▶ QUOTED PASSAGE
#####
COVID-19 and its Possible Classification as a Material Adverse Effect
What is a Material Adverse Effect?
Interpretation of a Material Adverse Effect (MAE) may vary depending on a certain situation; as it is used to measure an effect of an event, and how it may or may not impact a small business or a larger corporation in various aspects.
When related to finance, a MAE occurs when the following 3 matters are affected:
- A particular business and its assets, properties, liabilities, operations, financial conditions or prospects for the future.
- A loan contract, and its need to perform its obligations under any clause.
- The validity or enforceability of any loan document, or the rights and remedies within these documents accordingly.
On the other hand, while discussing Mergers and Acquisitions the term MAE is used to measure the negative effect of some events on the target business. This is due to the occurrence of widespread events such as a war or a natural catastrophe.
The definition of MAE and impacts it may have all depend on the type of transactions and negotiations between parties and the industry in which they operate. This may lead to governmental exemptions or even parties having to terminate contractual obligations already agreed on, and signed before the pandemic.
Nowadays, the questions that business owners have is whether they should classify COVID-19 as a MAE; and if so, how would this affect existing agreements / contracts?
The overall understanding of a MAE has been ambiguous and as such, there does not exist a unanimous interpretation of its definition. With this in mind, there is currently a great pressure on whether or not to classify COVID-19 as a MAE, and whether it is a sufficient reason to terminate the fulfilment of duties and obligations in existing contracts. The COVID-19 pandemic is a non-precedent event and appears to be truly singular. We cannot ignore that the pandemic will have a severe impact on companies, as its impact and duration per se are far different from wars, natural catastrophes, and other uncontrollable scenarios witnessed in the past.
Therefore, many experts believe that the right approach would be to have a case by case analysis. There is a need to review the contract and its particular wording in order to assess how the COVID-19 situation would possibly have an effect on a specific company or contract at hand.
We must keep in mind that these effects may change over time, as the pandemic could have long-term ramifications. Moreover, it is important to note that other provisions of an agreement may also be potentially affected such as ordinary operations, representation & warranties etc.
Key factors related to COVID-19:
- Classification: The classification of COVID-19 as a MAE will be applied on a case by case basis. Since its impact will affect companies differently depending on industry, location, cash flows, etc., there may be specific circumstances for a particular company to which this pandemic may cause a far greater impact. This impact may lead to insolvency and this can be argued as a disproportionate damage to a company, classifying as a MAE.
#####
▶ WHAT THIS EXERCISE ASKS
a - In the article on COVID-19 as a Material Adverse Effect, what approach do many experts think is right for deciding whether COVID-19 counts as one?
b - From the article on COVID-19 as a Material Adverse Effect, reproduce word for word the part that opens with the words containing "When related to" and closes with "under any clause.".

▶ THE DATA
#####
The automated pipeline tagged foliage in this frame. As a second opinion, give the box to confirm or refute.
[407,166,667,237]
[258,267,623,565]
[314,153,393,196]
#####
▶ RESPONSES PER TASK
a - A case by case analysis.

b -
When related to finance, a MAE occurs when the following 3 matters are affected:
- A particular business and its assets, properties, liabilities, operations, financial conditions or prospects for the future.
- A loan contract, and its need to perform its obligations under any clause.